━━━━━ Supplied data
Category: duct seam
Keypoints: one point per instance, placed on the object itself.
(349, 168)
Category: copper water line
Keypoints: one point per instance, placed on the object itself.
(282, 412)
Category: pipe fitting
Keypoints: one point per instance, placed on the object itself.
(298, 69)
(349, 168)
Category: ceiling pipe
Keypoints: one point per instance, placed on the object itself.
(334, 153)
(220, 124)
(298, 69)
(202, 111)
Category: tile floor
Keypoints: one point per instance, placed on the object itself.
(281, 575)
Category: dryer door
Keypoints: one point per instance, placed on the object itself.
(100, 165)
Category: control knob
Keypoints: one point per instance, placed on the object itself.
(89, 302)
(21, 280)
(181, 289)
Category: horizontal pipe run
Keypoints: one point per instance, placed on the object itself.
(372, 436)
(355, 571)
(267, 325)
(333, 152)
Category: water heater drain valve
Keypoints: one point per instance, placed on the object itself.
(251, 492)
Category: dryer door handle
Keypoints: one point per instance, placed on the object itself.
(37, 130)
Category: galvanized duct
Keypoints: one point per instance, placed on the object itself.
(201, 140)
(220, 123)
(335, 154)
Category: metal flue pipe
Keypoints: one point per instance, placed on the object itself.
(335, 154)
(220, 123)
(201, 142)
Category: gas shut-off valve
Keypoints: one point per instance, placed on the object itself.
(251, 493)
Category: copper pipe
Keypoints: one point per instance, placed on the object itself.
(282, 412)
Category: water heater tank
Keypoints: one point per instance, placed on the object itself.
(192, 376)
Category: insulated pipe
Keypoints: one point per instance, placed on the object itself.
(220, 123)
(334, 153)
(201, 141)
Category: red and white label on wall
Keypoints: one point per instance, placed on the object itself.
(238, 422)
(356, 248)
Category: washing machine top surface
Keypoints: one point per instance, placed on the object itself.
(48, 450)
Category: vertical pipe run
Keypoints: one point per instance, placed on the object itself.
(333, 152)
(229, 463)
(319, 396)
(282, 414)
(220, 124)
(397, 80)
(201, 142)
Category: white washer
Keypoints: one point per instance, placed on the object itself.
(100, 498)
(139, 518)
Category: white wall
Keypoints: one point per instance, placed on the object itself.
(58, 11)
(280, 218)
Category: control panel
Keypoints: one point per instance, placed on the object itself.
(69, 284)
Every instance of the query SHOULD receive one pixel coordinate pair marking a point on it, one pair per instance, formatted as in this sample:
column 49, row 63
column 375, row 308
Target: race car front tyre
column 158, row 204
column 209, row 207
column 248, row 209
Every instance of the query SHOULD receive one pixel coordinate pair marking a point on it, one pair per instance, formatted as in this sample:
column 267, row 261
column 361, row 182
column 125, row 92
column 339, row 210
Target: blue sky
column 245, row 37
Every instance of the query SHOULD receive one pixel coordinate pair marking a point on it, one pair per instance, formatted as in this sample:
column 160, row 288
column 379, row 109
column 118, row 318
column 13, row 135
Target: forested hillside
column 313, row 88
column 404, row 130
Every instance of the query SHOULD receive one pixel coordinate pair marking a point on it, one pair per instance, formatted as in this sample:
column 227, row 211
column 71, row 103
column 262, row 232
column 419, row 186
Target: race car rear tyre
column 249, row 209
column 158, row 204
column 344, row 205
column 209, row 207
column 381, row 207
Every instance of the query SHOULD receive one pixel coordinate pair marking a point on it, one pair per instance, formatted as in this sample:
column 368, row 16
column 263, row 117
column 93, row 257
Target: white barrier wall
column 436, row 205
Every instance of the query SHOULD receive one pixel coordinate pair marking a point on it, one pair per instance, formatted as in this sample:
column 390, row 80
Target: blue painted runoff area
━━━━━━━━━━
**Exercise:**
Output every line of the rows above as a JSON list of strings, one string per line, omitting blank lines.

**Written response:**
[
  "Category: duct seam",
  "Keypoints: one point per instance, placed on the object itself.",
  "(349, 168)",
  "Category: copper water line",
  "Keypoints: one point per instance, placed on the object itself.",
  "(282, 412)",
  "Category: pipe fitting",
  "Keypoints: one point per instance, placed on the object itself.",
  "(298, 69)",
  "(349, 168)",
  "Category: ceiling pipe",
  "Keypoints: one point per instance, placed on the object itself.",
  "(334, 153)",
  "(220, 124)",
  "(298, 69)",
  "(202, 111)",
  "Category: tile floor",
  "Keypoints: one point per instance, placed on the object itself.",
  "(281, 575)",
  "Category: dryer door",
  "Keypoints: one point per instance, placed on the object itself.",
  "(100, 165)",
  "Category: control knob",
  "Keypoints: one point per instance, placed on the object itself.",
  "(89, 302)",
  "(21, 280)",
  "(181, 289)",
  "Category: horizontal pipe run",
  "Keypoints: one point per instance, placed on the object itself.",
  "(372, 436)",
  "(355, 571)",
  "(267, 325)",
  "(333, 152)",
  "Category: water heater drain valve",
  "Keypoints: one point per instance, placed on the object itself.",
  "(251, 492)",
  "Category: dryer door handle",
  "Keypoints: one point per instance, placed on the object itself.",
  "(37, 130)",
  "Category: galvanized duct",
  "Keypoints: one point per instance, placed on the object itself.",
  "(201, 140)",
  "(220, 123)",
  "(335, 154)",
  "Category: metal flue pipe",
  "Keypoints: one point per instance, placed on the object itself.",
  "(335, 154)",
  "(220, 123)",
  "(201, 142)",
  "Category: gas shut-off valve",
  "Keypoints: one point per instance, placed on the object itself.",
  "(251, 493)",
  "Category: copper pipe",
  "Keypoints: one point per instance, placed on the object itself.",
  "(282, 412)",
  "Category: water heater tank",
  "Keypoints: one point per instance, placed on the object itself.",
  "(192, 376)",
  "Category: insulated pipe",
  "Keypoints: one point per instance, placed on the object itself.",
  "(220, 123)",
  "(334, 153)",
  "(201, 141)",
  "Category: red and white label on wall",
  "Keypoints: one point per instance, placed on the object itself.",
  "(238, 422)",
  "(356, 248)",
  "Category: washing machine top surface",
  "Keypoints: one point per instance, placed on the object itself.",
  "(48, 450)",
  "Category: vertical pipe run",
  "Keypoints: one point per instance, placed on the object itself.",
  "(333, 152)",
  "(229, 463)",
  "(319, 396)",
  "(282, 414)",
  "(220, 124)",
  "(397, 80)",
  "(201, 142)",
  "Category: white washer",
  "Keypoints: one point per instance, placed on the object itself.",
  "(100, 498)",
  "(139, 518)",
  "Category: white wall",
  "Keypoints: one point per instance, placed on the object itself.",
  "(58, 11)",
  "(280, 218)",
  "Category: control panel",
  "Keypoints: one point per instance, placed on the object itself.",
  "(69, 284)",
  "Every instance of the query SHOULD receive one pixel coordinate pair marking a point on it, one pair per instance, formatted as in this sample:",
  "column 49, row 63",
  "column 375, row 308",
  "Target: race car front tyre",
  "column 158, row 204",
  "column 209, row 207",
  "column 248, row 209",
  "Every instance of the query SHOULD receive one pixel coordinate pair marking a point on it, one pair per instance, formatted as in this sample:",
  "column 267, row 261",
  "column 361, row 182",
  "column 125, row 92",
  "column 339, row 210",
  "Target: blue sky",
  "column 245, row 37",
  "Every instance of the query SHOULD receive one pixel coordinate pair marking a point on it, one pair per instance, formatted as in this sample:",
  "column 160, row 288",
  "column 379, row 109",
  "column 118, row 318",
  "column 13, row 135",
  "Target: forested hillside",
  "column 313, row 88",
  "column 404, row 130",
  "Every instance of the query SHOULD receive one pixel coordinate pair marking a point on it, one pair per instance, formatted as in this sample:",
  "column 227, row 211",
  "column 71, row 103",
  "column 262, row 232",
  "column 419, row 186",
  "Target: race car rear tyre",
  "column 249, row 209",
  "column 158, row 204",
  "column 344, row 205",
  "column 209, row 207",
  "column 381, row 207",
  "Every instance of the query SHOULD receive one pixel coordinate pair marking a point on it, one pair per instance, formatted as in this sample:",
  "column 368, row 16",
  "column 263, row 117",
  "column 93, row 257",
  "Target: white barrier wall",
  "column 436, row 205",
  "Every instance of the query SHOULD receive one pixel coordinate pair marking a point on it, one pair per instance, formatted as in this sample:",
  "column 390, row 80",
  "Target: blue painted runoff area"
]